Die Stadtdekanin hat sich seit längerer Zeit auf ihr um zwei Jahre vorgezogenes Dienstende vorbereitet und wählte die Altersteilzeit. „Ich bin nicht das lieben Gottes überdrüssig, der Menschen und des Predigens. Aber ich wollte die ganze Verantwortung ablegen“, sagt sie. In der Landeskirche seien wieder große Strukturveränderungen im Gange. Wie sieht die Kirche der Zukunft aus? Was schreibt ihr der Herr gerade ins Stammbuch? „Das muss jemand machen, der anfängt und sich mit Lust und Leidenschaft hineinkniet“, findet Susanne Kasch.
So wie sie selbst es über Jahrzehnte getan hat. Im Jahr 1990 ist sie mit 35 im oberfränkischen Münchberg die erste bayerische Dekanin geworden und alle schauten, ob sie („ich war eine Frau und ich war jung“) das Amt schaffen würde. „Der Anfang war sehr anstrengend“, blickt Susanne Kasch auf diese Zeit zurück. Schon auf ihrer ersten Pfarrstelle in Untersiemau bei Coburg lernte sie sich durchzusetzen. Den Kindergartenbau wollten die gestandenen Handwerker im Kirchenvorstand an ihr vorbei stemmen – doch sie versuchten es nur einmal.
Susanne Kasch lernte, Gremien zu schätzen. Gerade wenn strittige Sachen ausdiskutiert werden und um kontroverse Fragen gerungen wird. „Wenn sich mehr Menschen eingebracht haben, werden Kompromisslösungen besser mitgetragen“, weiß sie. Sitzungen müssten freilich gut vorbereitet und ordentlich geleitet werden. Und bevor eine Entscheidung mit knappster Mehrheit übers Knie gebrochen wird, hat Susanne Kasch sie lieber vertagt.
Auch wenn die Kirchenmitgliedschaft keineswegs mehr selbstverständlich ist, ist der Stadtdekanin nicht bange um sie. „Die geistliche Kraft, die von ihr ausgeht, ist nicht schwächer geworden“, betont sie. Konstant sei der Gottesdienstbesuch und steigend die Anzahl der Ehrenamtlichen. Um dem Rhythmus des heutigen Menschen gerecht zu werden, unterstütze sie jede Form von „Kirche bei Gelegenheit“. „Trotzdem glaube ich, dass die Urform von Kirchen die Nachbarschaft ist und dass Kirche getragen wird von einer Gruppe von Menschen, die sich regelmäßig trifft und unter ihnen die Kraft des Evangeliums wirkt.“
In der Augsburger Stadtgesellschaft fühlte sich die Stadtdekanin gut angenommen. Sie habe hier Unterstützer gefunden, „die wollen, dass wir gute Arbeit machen – kulturell, sozial und seelsorgerlich“. Es wurde Tradition, der verheerenden Bombennacht vom Februar 1944 im ökumenischen Gottesdienst zu gedenken. Beim Friedensfest kommt man sich sowieso ganz nahe.

VORLIEGENDES MATERIAL =>
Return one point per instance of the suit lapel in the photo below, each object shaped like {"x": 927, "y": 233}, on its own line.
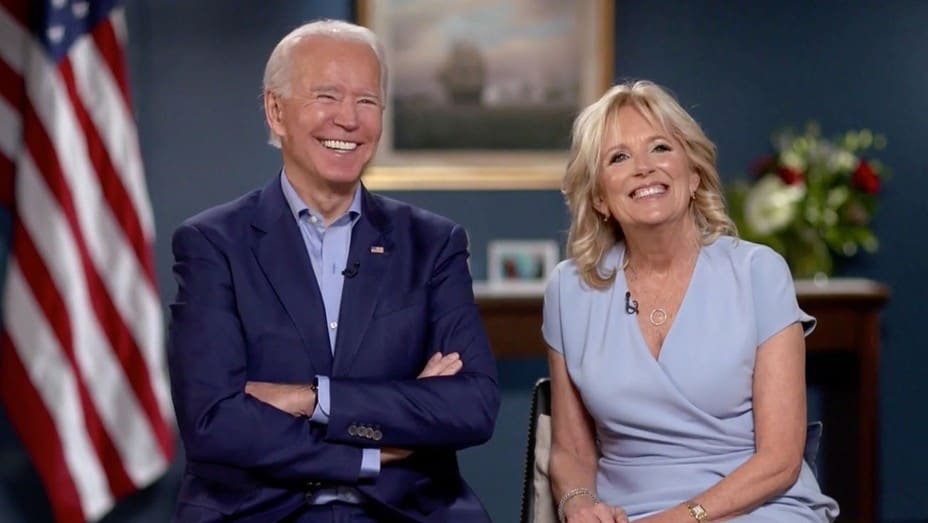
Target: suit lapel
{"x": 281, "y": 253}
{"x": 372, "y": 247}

...

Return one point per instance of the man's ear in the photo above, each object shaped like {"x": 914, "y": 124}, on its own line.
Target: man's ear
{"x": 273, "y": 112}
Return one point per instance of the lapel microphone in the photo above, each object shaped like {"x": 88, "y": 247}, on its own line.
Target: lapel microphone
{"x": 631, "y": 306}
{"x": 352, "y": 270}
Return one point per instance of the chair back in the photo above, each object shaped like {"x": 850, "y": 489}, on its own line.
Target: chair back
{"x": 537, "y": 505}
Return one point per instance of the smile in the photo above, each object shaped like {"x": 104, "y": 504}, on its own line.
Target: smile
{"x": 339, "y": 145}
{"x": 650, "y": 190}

---

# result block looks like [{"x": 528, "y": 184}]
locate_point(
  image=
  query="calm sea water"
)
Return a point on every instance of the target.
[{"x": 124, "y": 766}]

IHRE AUFGABE =>
Überarbeiten Sie im Text über Susanne Kasch alles von „Die Stadtdekanin hat“ bis einschließlich „findet Susanne Kasch.“ und ersetzen Sie dabei „Stadtdekanin“ durch „Dekanin“. Geben Sie den so geänderten Abschnitt wieder.

LÖSUNG DER AUFGABE =>
Die Dekanin hat sich seit längerer Zeit auf ihr um zwei Jahre vorgezogenes Dienstende vorbereitet und wählte die Altersteilzeit. „Ich bin nicht das lieben Gottes überdrüssig, der Menschen und des Predigens. Aber ich wollte die ganze Verantwortung ablegen“, sagt sie. In der Landeskirche seien wieder große Strukturveränderungen im Gange. Wie sieht die Kirche der Zukunft aus? Was schreibt ihr der Herr gerade ins Stammbuch? „Das muss jemand machen, der anfängt und sich mit Lust und Leidenschaft hineinkniet“, findet Susanne Kasch.